Amasya İtimat

BİR ÇEVRE MESELESİ – DESTEK ÇAYI VADİSİ…

Kısa Taşova tatilimde nasip oldu, Destek Çayı Vadisi’ni gezip görme imkânına kavuştum. Taşova’nın üç büyük vadi ve akarsu yatağı ile beslendiğini biliyorum. Meseleye vadinin konumu ve akarsu yatağının uzunluğu açısından bakıyorum. Umarım, hafızam beni yanıltmasın.
Taşova’nın en büyük akarsuyu birkaç ana damarın da birleşmesiyle güçlenip kuvvetlenen Strabon’un İris Nehri yani Tozanlı Çayı; bizim bildiğimiz adıyla Yeşilırmak. Akaçladığı vadiye Yeşilırmak Vadisi diyorum. İkincisi ise, Andıran’a kadar uzanan ve kısıtlı bir bölgede kendisini hissettiren Kelkit Vadisi. Kelkit Vadisi tam manasıyla Taşova sınırları dahilinde olmasa da olduğu günden beri Taşova’nın doğu yakasına bereket ekiyor.
Bir üçüncü vadi ise Akdağ’dan yola çıkarak yaklaşık kırk kilometrelik bir vadiyi akaçlayarak Çılkıdır’dan Yeşilırmak’a karışan Destek Çayı ve beslediği vadidir. Üzerinde, Akdağ’ın Canik Dağları ile ayrıştığı yahut buluştuğu yerde, Çanakçı’da bir sulama barajı mevcuttur. Akdağ’ın üç kolundan gelen derelerle beslenmekte ve akaçladığı vadiye hayat sunmaktadır; asırlar boyu sunduğu gibi…
Adını aldığı Destek köyü ise uzun süre bölgenin Nahiye merkezi olarak idari yapıda yer almış, daha sonra belediye vasfına kavuşmuştur. Ancak, idari kanunlarda yapılan son değişiklikle, nüfusunun kâfi gelmemesi nedeniyle diğer benzer belediyelerle beraber köy statüsüne bağlanmıştır.
Gelelim çevre meselesi tarafıyla da bağlı olarak Destek Çayı Vadisi’nin durumuna!

■ Görev girdileri:

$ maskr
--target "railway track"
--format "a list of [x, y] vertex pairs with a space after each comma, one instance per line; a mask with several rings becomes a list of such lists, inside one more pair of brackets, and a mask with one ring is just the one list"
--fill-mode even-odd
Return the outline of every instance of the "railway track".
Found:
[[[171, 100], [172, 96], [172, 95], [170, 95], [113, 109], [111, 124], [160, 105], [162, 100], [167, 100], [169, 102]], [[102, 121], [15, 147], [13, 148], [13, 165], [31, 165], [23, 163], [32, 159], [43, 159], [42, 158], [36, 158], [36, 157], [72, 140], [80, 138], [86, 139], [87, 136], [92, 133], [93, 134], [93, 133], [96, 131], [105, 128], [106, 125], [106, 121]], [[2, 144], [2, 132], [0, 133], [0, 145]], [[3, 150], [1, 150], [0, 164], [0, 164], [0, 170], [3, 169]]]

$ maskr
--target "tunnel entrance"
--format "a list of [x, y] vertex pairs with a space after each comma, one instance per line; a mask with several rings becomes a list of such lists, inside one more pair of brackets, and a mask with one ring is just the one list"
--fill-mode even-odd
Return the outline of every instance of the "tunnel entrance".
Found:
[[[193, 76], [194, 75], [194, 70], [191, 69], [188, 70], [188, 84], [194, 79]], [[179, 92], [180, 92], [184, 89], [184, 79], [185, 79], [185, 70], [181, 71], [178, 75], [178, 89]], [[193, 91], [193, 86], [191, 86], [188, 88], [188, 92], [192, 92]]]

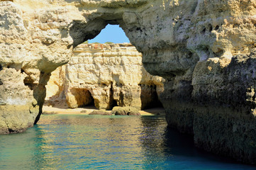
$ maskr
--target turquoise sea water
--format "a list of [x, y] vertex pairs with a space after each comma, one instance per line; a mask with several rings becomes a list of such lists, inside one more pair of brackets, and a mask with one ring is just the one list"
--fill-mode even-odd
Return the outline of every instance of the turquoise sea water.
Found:
[[0, 169], [256, 169], [200, 151], [162, 116], [43, 115], [0, 135]]

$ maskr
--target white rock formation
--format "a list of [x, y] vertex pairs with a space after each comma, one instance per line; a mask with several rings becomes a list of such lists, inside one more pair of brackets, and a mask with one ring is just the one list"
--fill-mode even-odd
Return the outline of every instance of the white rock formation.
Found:
[[165, 80], [151, 76], [142, 64], [142, 54], [123, 44], [82, 44], [73, 50], [69, 62], [52, 72], [46, 100], [69, 108], [94, 102], [99, 109], [157, 106]]
[[[50, 72], [73, 47], [119, 24], [145, 69], [166, 80], [169, 126], [206, 150], [256, 163], [255, 1], [0, 1], [1, 133], [36, 123]], [[9, 86], [10, 76], [20, 85]], [[14, 114], [8, 98], [28, 102]]]

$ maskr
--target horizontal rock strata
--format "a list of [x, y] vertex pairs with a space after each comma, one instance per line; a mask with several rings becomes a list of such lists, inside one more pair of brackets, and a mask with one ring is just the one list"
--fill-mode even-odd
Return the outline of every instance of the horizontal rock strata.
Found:
[[[28, 108], [36, 101], [38, 115], [21, 111], [28, 120], [14, 131], [30, 126], [49, 74], [74, 47], [118, 24], [145, 69], [166, 80], [169, 126], [193, 134], [199, 147], [255, 164], [255, 14], [250, 0], [1, 1], [1, 131], [13, 131], [6, 110], [21, 104], [8, 96], [26, 98]], [[19, 86], [6, 86], [10, 75]]]

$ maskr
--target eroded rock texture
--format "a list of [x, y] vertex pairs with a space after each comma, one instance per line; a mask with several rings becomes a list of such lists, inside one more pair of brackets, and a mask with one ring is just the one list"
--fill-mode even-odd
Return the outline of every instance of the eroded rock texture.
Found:
[[142, 54], [130, 44], [82, 44], [69, 62], [52, 72], [46, 102], [69, 108], [94, 104], [99, 109], [157, 106], [165, 80], [142, 65]]
[[[256, 163], [255, 8], [252, 0], [1, 1], [1, 84], [15, 69], [30, 95], [1, 91], [1, 103], [10, 96], [40, 106], [48, 75], [69, 61], [73, 47], [119, 24], [146, 70], [166, 79], [169, 125], [194, 134], [199, 147]], [[1, 109], [10, 106], [17, 104]], [[2, 118], [9, 113], [0, 113], [1, 130], [11, 124]], [[26, 120], [35, 118], [30, 114]]]

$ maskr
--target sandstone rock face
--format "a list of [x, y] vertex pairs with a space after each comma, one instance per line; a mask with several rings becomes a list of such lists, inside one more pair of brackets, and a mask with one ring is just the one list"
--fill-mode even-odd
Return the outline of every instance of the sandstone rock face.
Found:
[[115, 115], [140, 115], [139, 110], [133, 107], [114, 107], [111, 113]]
[[160, 103], [164, 81], [145, 70], [142, 54], [130, 44], [82, 44], [67, 65], [52, 73], [46, 102], [66, 100], [69, 108], [94, 103], [99, 109], [142, 109]]
[[[119, 24], [146, 70], [166, 80], [169, 125], [194, 134], [199, 147], [256, 163], [255, 8], [252, 0], [1, 1], [1, 84], [14, 69], [18, 88], [30, 96], [3, 91], [1, 103], [10, 96], [32, 106], [35, 99], [40, 108], [49, 74], [69, 61], [73, 47]], [[15, 117], [3, 118], [9, 106], [1, 106], [1, 129]]]

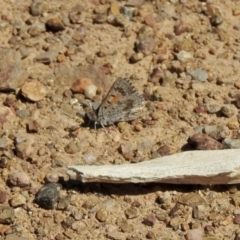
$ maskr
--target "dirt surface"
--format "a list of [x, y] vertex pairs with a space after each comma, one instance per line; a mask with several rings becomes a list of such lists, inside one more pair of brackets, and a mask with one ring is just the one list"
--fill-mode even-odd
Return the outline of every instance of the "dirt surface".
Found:
[[[66, 174], [240, 148], [238, 1], [0, 6], [1, 239], [240, 239], [238, 186], [83, 184]], [[86, 106], [119, 77], [143, 94], [140, 118], [94, 129]]]

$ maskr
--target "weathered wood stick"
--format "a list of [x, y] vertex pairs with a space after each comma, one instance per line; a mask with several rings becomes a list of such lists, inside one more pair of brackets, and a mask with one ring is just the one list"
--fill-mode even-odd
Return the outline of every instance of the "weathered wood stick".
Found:
[[240, 183], [240, 149], [188, 151], [134, 164], [69, 166], [70, 179], [106, 183]]

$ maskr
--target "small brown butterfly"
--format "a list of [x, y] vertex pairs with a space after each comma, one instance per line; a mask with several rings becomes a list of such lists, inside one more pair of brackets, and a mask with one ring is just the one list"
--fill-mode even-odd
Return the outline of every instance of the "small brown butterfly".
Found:
[[95, 124], [102, 127], [115, 122], [130, 121], [138, 118], [143, 109], [144, 98], [127, 78], [118, 78], [112, 85], [100, 106], [87, 112]]

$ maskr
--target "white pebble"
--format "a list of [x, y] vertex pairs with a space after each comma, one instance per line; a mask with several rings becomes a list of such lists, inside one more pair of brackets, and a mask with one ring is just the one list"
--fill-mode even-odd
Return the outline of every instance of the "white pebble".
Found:
[[97, 87], [95, 85], [89, 85], [84, 89], [85, 97], [93, 99], [96, 96]]

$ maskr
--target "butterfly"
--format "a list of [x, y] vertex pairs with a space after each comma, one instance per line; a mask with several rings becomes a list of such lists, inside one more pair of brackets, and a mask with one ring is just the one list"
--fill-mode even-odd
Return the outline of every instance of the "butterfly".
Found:
[[115, 122], [138, 118], [143, 109], [144, 98], [127, 78], [118, 78], [97, 109], [86, 113], [88, 118], [102, 127]]

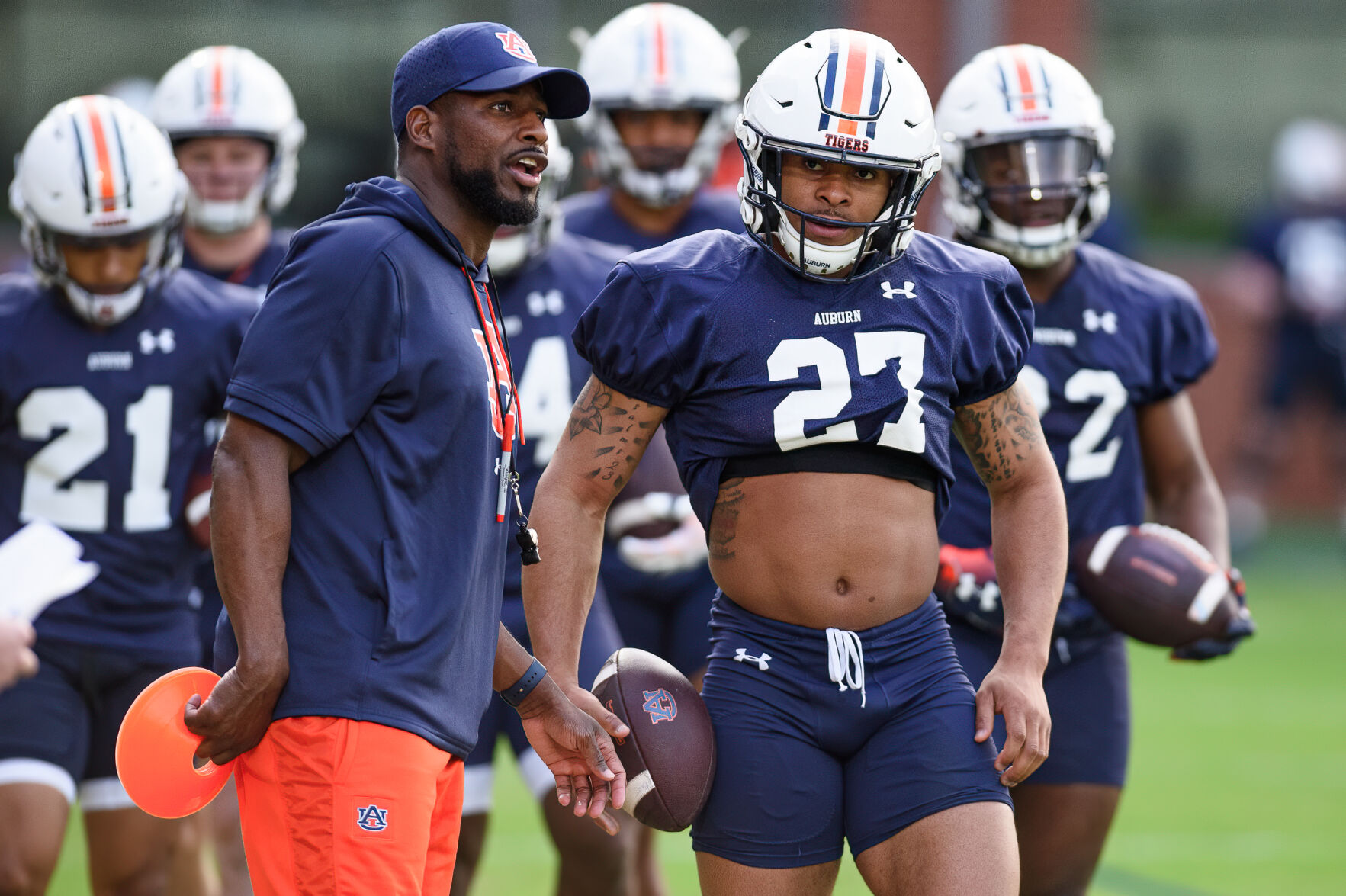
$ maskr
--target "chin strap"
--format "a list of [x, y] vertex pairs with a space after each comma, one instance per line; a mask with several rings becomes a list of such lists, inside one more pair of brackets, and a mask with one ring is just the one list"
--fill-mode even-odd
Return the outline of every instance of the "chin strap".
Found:
[[195, 190], [190, 190], [187, 192], [187, 223], [217, 235], [237, 233], [257, 221], [265, 196], [267, 178], [258, 178], [248, 195], [230, 202], [202, 199]]
[[[781, 241], [785, 254], [794, 264], [800, 264], [800, 244], [802, 242], [804, 268], [809, 273], [833, 274], [845, 270], [860, 257], [860, 244], [864, 242], [864, 231], [860, 229], [856, 229], [856, 238], [851, 242], [840, 246], [826, 246], [821, 242], [813, 242], [809, 238], [801, 241], [800, 231], [794, 229], [789, 218], [785, 214], [779, 218], [781, 221], [775, 226], [775, 235]], [[805, 229], [808, 229], [808, 225], [805, 225]]]

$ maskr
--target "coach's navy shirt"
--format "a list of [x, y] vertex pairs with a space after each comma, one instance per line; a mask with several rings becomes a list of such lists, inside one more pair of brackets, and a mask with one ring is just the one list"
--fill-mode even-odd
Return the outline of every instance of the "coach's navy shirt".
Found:
[[565, 214], [565, 229], [591, 239], [626, 246], [631, 252], [654, 249], [673, 239], [690, 237], [703, 230], [728, 230], [743, 233], [743, 218], [739, 214], [739, 195], [732, 190], [708, 190], [703, 187], [692, 198], [686, 214], [672, 231], [651, 234], [637, 230], [612, 207], [612, 188], [602, 187], [590, 192], [577, 192], [561, 199]]
[[0, 539], [46, 519], [101, 568], [38, 616], [39, 638], [198, 662], [183, 502], [256, 308], [179, 270], [97, 328], [31, 276], [0, 277]]
[[727, 459], [824, 443], [921, 457], [942, 517], [953, 409], [1010, 387], [1028, 350], [1019, 274], [922, 233], [849, 284], [805, 280], [769, 252], [711, 230], [635, 253], [575, 344], [602, 382], [670, 409], [669, 448], [707, 529]]
[[[1066, 281], [1036, 305], [1036, 320], [1019, 383], [1038, 408], [1061, 471], [1070, 544], [1143, 522], [1136, 412], [1176, 396], [1215, 362], [1215, 338], [1195, 291], [1172, 274], [1084, 244]], [[984, 548], [991, 544], [991, 495], [957, 444], [952, 453], [958, 484], [940, 538]], [[965, 611], [980, 612], [977, 601]], [[1096, 631], [1098, 622], [1073, 592], [1059, 619], [1074, 620], [1079, 631]]]
[[276, 718], [373, 721], [460, 756], [476, 741], [510, 522], [474, 278], [416, 192], [376, 178], [295, 234], [244, 340], [226, 409], [311, 456], [289, 486]]

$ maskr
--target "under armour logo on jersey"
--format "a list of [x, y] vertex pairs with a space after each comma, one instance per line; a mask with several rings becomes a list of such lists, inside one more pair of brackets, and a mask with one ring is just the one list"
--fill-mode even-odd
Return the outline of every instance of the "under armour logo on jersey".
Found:
[[915, 284], [911, 283], [910, 280], [903, 280], [902, 281], [902, 289], [895, 289], [892, 287], [892, 284], [888, 283], [887, 280], [884, 280], [879, 285], [883, 287], [883, 297], [884, 299], [896, 299], [898, 296], [903, 296], [906, 299], [915, 299], [917, 297], [917, 293], [914, 292]]
[[537, 57], [534, 57], [533, 51], [528, 48], [528, 42], [524, 40], [524, 38], [518, 36], [513, 31], [497, 31], [495, 36], [501, 39], [501, 46], [505, 47], [505, 52], [510, 54], [516, 59], [537, 65]]
[[1093, 308], [1085, 308], [1085, 330], [1094, 332], [1102, 330], [1104, 332], [1117, 332], [1117, 315], [1112, 311], [1105, 311], [1098, 313]]
[[357, 806], [355, 823], [359, 825], [361, 830], [377, 834], [388, 827], [388, 810], [380, 809], [374, 803], [370, 803], [369, 806]]
[[674, 702], [673, 694], [662, 687], [658, 690], [642, 690], [641, 693], [645, 696], [645, 705], [641, 709], [650, 714], [650, 722], [658, 725], [661, 721], [673, 721], [677, 718], [677, 702]]
[[754, 657], [748, 652], [747, 647], [739, 647], [734, 651], [734, 662], [738, 663], [756, 663], [758, 671], [766, 671], [766, 665], [770, 662], [771, 654], [762, 651], [760, 657]]
[[172, 335], [172, 330], [164, 327], [159, 331], [159, 335], [149, 332], [148, 330], [141, 330], [140, 335], [140, 354], [152, 355], [155, 348], [164, 352], [166, 355], [178, 347], [178, 340]]
[[975, 574], [962, 573], [958, 576], [958, 584], [953, 589], [953, 596], [962, 603], [976, 600], [981, 612], [991, 613], [1000, 605], [1000, 585], [993, 581], [988, 581], [985, 585], [977, 585], [977, 577]]
[[534, 318], [565, 313], [565, 296], [561, 295], [560, 289], [548, 289], [546, 292], [534, 289], [528, 293], [528, 313]]

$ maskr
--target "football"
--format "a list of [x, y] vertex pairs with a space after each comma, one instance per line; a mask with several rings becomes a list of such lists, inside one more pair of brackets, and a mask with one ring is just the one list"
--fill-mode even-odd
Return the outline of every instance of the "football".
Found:
[[592, 690], [631, 729], [616, 739], [626, 768], [622, 807], [642, 825], [685, 829], [715, 778], [715, 733], [696, 687], [654, 654], [623, 647], [603, 663]]
[[1113, 526], [1071, 550], [1075, 584], [1119, 631], [1163, 647], [1219, 638], [1240, 605], [1194, 538], [1158, 523]]

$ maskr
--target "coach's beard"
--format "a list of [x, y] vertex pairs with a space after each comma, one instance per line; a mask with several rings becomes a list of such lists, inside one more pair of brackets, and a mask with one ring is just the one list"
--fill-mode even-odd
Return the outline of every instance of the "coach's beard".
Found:
[[537, 219], [537, 190], [524, 199], [510, 199], [491, 168], [462, 168], [456, 153], [448, 156], [448, 180], [476, 210], [498, 227], [522, 227]]

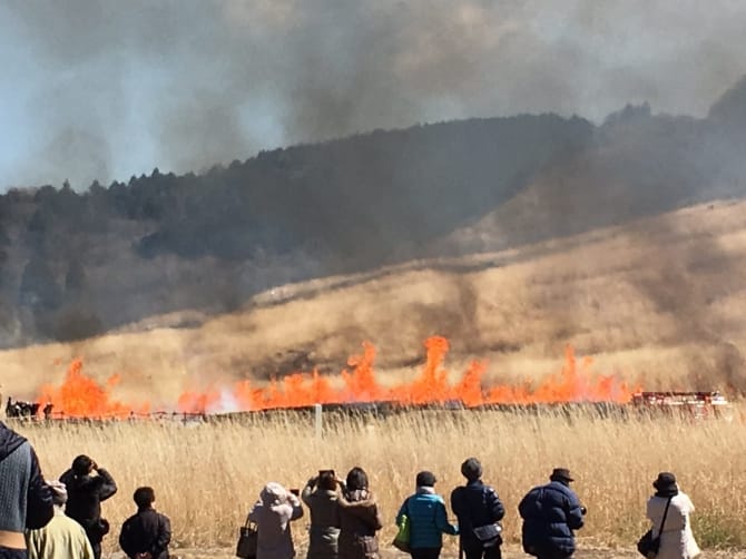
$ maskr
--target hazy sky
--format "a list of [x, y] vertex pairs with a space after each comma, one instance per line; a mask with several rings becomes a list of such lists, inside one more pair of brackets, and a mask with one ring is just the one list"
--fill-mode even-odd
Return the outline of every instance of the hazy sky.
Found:
[[472, 116], [704, 116], [745, 29], [740, 0], [0, 0], [0, 192]]

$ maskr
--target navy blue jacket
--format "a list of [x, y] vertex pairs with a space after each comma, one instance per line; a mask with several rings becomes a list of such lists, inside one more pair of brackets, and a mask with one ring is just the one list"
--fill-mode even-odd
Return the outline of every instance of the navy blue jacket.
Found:
[[533, 556], [575, 552], [573, 530], [582, 528], [578, 496], [565, 483], [552, 481], [533, 488], [521, 500], [523, 550]]
[[464, 547], [471, 547], [470, 543], [481, 546], [472, 530], [499, 522], [505, 516], [497, 491], [482, 480], [455, 488], [451, 493], [451, 509], [459, 519], [459, 535]]

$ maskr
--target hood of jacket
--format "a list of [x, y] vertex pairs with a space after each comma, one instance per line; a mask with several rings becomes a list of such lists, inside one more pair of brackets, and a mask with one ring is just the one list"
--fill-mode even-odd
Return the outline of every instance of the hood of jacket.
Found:
[[10, 455], [17, 448], [26, 442], [26, 438], [0, 421], [0, 461]]

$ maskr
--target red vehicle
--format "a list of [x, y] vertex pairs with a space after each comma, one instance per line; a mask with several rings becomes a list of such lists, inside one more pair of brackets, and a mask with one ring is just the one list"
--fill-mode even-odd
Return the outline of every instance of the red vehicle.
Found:
[[695, 419], [733, 419], [733, 409], [726, 398], [713, 392], [638, 392], [632, 404], [641, 410], [689, 415]]

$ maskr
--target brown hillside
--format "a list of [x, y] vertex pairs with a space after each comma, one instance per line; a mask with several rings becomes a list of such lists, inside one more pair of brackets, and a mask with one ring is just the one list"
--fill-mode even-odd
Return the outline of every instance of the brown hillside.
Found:
[[175, 402], [185, 386], [267, 379], [317, 366], [336, 373], [373, 342], [386, 381], [412, 375], [423, 340], [451, 341], [460, 374], [489, 362], [490, 381], [559, 369], [567, 343], [599, 373], [646, 388], [746, 389], [746, 202], [693, 206], [521, 249], [412, 262], [286, 285], [239, 312], [188, 324], [188, 313], [71, 344], [0, 353], [6, 395], [31, 398], [80, 356], [120, 373], [116, 394]]

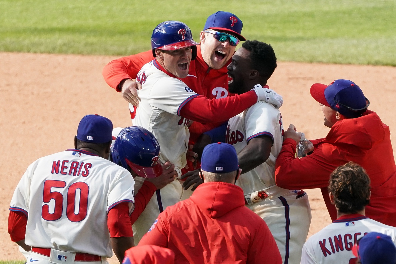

■ Görevler ve alıştırmalar:
[a] Kayıtlarda "navy" sözcüğünü içeren satırları sayın ve yalnızca bu sayıyı yazın.
[b] Destek Çayı Vadisi üzerine olan metni son cümlesinden sonra sürdürün.
Metin ile kayıtlar birbirinden farklı kaynaklardan alınmıştır.

■ Alıştırma cevapları:
[a] 4

[b]
Şöyle dersem zülfü yâre dokunmuş olur muyum? Vadi eski günlerini arıyor, hatta derde, yaraya, cerahate neşter atacak cerrahı dört gözle bekliyor. Öyle ki eski günlerinin ihtişamını, görüntüsünü, varlığını sunmak için var gücüyle direniyor; insanlara, doğa tahripçilerine, şuursuz yapılan her şeye karşı…
Irmak yatağında su kalmamış. Bu netice acı, zehir gibi acı bir netice. Yöre insanının deyimiyle, kara su gözlerinin, ırmak kenarlarından çıkan kara su pınarlarının toplanarak ırmak yatağına can verdiğini gözlemledim. Oysa Destek Çayı vadinin can damarıdır. Neredeyse Taşova sınırları içinde sulama amaçlı kullanılan ve en verimli toprakları sulayan bir ırmaktır. Canik Dağları’ndan gelen derelerin ve akaçladığı mesafe kısa olan kendine benzer çayların gelip karıştığı Destek Çayı, Taşova’nın iki büyük köyünün de arazilerini sulamaktadır.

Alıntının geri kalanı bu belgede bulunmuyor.